Job ->
Please count how many lines in the items below contain the string "bumper", treating uppercase and lowercase as different, and give only that number.
═══ Supplied data
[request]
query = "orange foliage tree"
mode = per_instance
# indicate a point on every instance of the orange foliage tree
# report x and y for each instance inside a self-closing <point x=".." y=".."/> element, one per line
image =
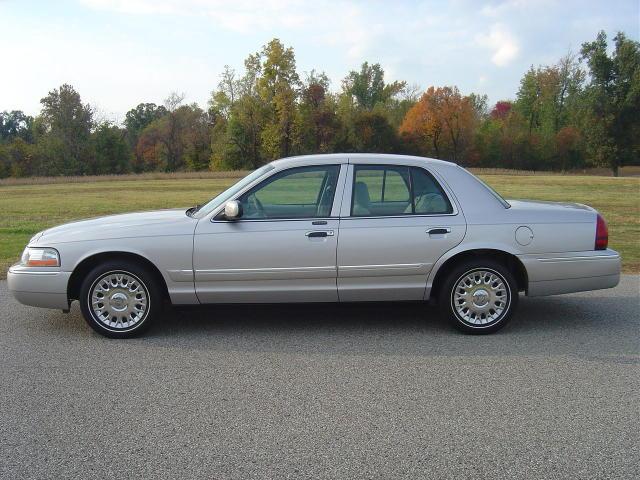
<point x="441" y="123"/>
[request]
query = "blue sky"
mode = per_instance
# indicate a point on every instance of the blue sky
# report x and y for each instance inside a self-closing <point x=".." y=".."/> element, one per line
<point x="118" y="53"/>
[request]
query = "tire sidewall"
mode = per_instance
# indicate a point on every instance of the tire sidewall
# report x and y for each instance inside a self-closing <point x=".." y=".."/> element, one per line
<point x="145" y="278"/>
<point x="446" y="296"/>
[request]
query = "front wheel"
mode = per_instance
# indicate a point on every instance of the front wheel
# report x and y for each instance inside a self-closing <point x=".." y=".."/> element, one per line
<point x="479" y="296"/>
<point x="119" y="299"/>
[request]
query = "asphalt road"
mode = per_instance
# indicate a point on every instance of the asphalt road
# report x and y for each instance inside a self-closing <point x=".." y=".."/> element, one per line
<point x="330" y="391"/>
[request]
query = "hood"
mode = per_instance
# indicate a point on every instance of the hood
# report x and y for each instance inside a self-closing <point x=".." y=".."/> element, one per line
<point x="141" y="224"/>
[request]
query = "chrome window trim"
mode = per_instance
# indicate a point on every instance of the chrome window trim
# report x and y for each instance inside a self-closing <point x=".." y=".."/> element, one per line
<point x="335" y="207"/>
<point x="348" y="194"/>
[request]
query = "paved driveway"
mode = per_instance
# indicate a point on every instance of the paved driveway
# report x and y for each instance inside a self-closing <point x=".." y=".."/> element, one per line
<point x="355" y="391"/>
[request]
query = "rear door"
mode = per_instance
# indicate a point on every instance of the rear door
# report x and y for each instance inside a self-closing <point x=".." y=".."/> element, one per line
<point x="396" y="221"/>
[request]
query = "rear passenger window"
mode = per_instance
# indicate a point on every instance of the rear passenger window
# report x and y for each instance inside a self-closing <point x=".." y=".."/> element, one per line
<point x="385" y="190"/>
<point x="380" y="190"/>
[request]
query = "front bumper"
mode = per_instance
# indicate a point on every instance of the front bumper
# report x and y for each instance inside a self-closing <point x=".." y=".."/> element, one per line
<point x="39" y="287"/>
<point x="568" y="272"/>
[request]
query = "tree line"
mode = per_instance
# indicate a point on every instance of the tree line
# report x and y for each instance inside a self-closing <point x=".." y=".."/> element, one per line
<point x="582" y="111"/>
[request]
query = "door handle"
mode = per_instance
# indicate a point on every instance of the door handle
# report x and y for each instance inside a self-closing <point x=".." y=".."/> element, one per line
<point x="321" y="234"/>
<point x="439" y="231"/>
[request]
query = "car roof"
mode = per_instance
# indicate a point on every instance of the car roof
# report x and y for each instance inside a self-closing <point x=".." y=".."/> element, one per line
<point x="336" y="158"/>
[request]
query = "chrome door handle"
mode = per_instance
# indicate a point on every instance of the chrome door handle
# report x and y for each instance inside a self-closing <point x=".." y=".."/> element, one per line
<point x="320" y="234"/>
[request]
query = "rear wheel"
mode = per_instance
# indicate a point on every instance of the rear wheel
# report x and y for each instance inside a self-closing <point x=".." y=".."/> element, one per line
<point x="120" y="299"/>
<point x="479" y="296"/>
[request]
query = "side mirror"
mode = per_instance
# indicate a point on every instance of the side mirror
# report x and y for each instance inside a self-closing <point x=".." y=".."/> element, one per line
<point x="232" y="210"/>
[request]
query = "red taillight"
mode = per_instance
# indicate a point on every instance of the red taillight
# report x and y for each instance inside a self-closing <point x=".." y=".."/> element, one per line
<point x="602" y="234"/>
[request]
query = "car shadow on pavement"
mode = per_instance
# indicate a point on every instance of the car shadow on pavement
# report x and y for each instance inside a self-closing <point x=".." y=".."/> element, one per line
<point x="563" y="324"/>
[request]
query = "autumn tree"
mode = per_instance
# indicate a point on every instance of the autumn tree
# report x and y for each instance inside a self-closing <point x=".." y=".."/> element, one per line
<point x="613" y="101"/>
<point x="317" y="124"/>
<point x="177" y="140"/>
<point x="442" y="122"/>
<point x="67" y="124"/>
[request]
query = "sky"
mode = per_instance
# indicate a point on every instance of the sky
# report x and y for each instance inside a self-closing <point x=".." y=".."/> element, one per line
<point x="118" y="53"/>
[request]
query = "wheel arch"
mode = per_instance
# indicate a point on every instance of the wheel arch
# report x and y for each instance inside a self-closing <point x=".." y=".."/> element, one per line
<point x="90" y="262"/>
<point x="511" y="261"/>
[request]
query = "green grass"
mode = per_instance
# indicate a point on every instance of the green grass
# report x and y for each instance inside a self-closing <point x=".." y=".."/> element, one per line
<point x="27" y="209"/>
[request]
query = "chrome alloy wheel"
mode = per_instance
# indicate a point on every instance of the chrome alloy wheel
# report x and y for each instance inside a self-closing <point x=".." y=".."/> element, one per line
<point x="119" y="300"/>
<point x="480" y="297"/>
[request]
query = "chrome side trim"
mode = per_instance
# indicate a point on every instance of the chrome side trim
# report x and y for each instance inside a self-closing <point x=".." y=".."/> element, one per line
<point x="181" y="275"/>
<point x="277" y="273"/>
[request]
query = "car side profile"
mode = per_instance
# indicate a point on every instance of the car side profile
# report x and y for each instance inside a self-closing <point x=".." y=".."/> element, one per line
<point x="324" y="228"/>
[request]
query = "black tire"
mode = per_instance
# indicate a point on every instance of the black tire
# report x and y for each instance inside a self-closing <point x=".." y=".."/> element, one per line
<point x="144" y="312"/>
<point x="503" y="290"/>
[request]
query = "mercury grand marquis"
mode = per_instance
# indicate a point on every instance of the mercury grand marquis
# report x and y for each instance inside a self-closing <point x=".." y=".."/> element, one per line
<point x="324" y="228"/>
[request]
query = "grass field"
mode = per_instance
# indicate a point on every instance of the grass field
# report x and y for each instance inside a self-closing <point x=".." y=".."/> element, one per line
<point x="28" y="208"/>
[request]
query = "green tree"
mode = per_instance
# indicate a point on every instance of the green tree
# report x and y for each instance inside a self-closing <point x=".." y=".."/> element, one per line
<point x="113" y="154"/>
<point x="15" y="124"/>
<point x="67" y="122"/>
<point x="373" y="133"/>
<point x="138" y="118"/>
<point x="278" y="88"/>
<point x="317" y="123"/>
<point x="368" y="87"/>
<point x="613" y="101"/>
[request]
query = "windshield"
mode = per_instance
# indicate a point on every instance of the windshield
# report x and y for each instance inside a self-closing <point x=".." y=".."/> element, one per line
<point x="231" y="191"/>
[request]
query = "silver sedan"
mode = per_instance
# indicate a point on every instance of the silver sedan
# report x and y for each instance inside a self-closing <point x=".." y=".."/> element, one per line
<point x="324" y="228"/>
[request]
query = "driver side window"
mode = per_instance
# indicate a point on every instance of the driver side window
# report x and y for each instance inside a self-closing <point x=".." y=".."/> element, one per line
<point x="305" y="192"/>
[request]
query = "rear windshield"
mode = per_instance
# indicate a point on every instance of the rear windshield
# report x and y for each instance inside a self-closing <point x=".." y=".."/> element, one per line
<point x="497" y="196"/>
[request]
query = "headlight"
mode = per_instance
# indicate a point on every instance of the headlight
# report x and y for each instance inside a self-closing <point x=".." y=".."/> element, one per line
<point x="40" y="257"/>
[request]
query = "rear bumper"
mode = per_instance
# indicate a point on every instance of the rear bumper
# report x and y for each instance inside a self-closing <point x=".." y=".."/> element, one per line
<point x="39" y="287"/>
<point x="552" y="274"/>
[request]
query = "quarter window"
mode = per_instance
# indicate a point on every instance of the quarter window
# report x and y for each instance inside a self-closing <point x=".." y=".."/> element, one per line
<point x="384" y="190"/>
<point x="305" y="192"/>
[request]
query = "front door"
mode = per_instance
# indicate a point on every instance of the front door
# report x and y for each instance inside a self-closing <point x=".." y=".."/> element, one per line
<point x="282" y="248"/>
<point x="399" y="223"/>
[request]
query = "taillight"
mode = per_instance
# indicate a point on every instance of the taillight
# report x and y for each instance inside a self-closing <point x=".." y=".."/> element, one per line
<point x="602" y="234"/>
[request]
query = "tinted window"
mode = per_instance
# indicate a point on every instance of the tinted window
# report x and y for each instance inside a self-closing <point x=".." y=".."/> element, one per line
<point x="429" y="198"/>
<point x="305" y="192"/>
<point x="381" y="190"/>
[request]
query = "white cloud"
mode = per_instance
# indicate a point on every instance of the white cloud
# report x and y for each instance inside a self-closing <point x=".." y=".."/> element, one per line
══════
Response ->
4